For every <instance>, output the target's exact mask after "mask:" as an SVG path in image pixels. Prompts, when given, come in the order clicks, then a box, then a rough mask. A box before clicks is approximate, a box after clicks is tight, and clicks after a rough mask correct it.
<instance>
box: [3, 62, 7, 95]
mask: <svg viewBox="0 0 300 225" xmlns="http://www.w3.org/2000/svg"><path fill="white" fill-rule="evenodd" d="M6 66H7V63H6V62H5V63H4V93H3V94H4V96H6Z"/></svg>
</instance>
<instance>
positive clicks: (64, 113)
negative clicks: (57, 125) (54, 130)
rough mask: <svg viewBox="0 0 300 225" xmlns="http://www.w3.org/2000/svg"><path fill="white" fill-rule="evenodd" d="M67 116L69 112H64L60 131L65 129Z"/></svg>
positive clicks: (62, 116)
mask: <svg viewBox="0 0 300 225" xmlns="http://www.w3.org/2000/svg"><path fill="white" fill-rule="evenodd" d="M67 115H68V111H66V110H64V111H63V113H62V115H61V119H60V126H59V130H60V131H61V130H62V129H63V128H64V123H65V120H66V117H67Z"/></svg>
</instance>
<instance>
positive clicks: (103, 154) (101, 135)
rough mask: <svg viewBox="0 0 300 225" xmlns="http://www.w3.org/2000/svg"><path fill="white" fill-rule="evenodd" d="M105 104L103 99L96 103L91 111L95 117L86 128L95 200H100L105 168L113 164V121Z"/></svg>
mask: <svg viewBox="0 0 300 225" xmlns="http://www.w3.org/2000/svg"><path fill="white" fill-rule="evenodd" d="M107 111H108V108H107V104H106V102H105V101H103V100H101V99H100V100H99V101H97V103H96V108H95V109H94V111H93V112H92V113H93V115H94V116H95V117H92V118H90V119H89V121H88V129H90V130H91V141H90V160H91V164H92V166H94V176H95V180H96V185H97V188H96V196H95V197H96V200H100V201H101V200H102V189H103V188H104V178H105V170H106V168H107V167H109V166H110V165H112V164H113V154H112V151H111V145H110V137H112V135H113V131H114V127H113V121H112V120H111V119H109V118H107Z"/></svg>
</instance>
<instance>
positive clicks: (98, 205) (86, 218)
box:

* * * * *

Task to carry out:
Return the records in full, exactly as they read.

Answer to this problem:
For every <instance>, output the target's exact mask after "mask:" as an SVG path in image pixels. Prompts, when given, come in the order clicks, then a box, then a rough mask. A box before clicks is approximate, a box after clicks is tight, and clicks after a rough mask correct it.
<instance>
box: [3, 62, 7, 95]
mask: <svg viewBox="0 0 300 225" xmlns="http://www.w3.org/2000/svg"><path fill="white" fill-rule="evenodd" d="M6 66H7V63H6V62H5V63H4V93H3V94H4V96H6Z"/></svg>
</instance>
<instance>
positive clicks: (64, 113)
negative clicks: (57, 125) (54, 130)
rough mask: <svg viewBox="0 0 300 225" xmlns="http://www.w3.org/2000/svg"><path fill="white" fill-rule="evenodd" d="M67 116L69 112H64L60 131L65 129Z"/></svg>
positive clicks: (62, 116)
mask: <svg viewBox="0 0 300 225" xmlns="http://www.w3.org/2000/svg"><path fill="white" fill-rule="evenodd" d="M67 115H68V111H66V110H64V111H63V113H62V115H61V119H60V126H59V130H60V131H61V130H62V129H63V128H64V123H65V120H66V117H67Z"/></svg>
</instance>
<instance>
positive clicks: (103, 154) (101, 135)
rough mask: <svg viewBox="0 0 300 225" xmlns="http://www.w3.org/2000/svg"><path fill="white" fill-rule="evenodd" d="M105 104L103 99L96 103L91 111L95 117L86 128L95 200H100L105 168L113 164V121Z"/></svg>
mask: <svg viewBox="0 0 300 225" xmlns="http://www.w3.org/2000/svg"><path fill="white" fill-rule="evenodd" d="M107 111H108V108H107V104H106V102H105V101H103V100H101V99H100V100H99V101H97V103H96V108H95V109H94V111H93V112H92V113H93V115H94V116H95V117H92V118H90V119H89V121H88V129H90V130H91V141H90V160H91V164H92V166H94V176H95V180H96V185H97V188H96V196H95V197H96V200H100V201H101V200H102V189H103V188H104V178H105V170H106V168H107V167H109V166H110V165H112V164H113V154H112V151H111V145H110V137H112V135H113V131H114V127H113V121H112V120H111V119H109V118H107Z"/></svg>
</instance>
<instance>
positive clicks: (98, 205) (86, 218)
box:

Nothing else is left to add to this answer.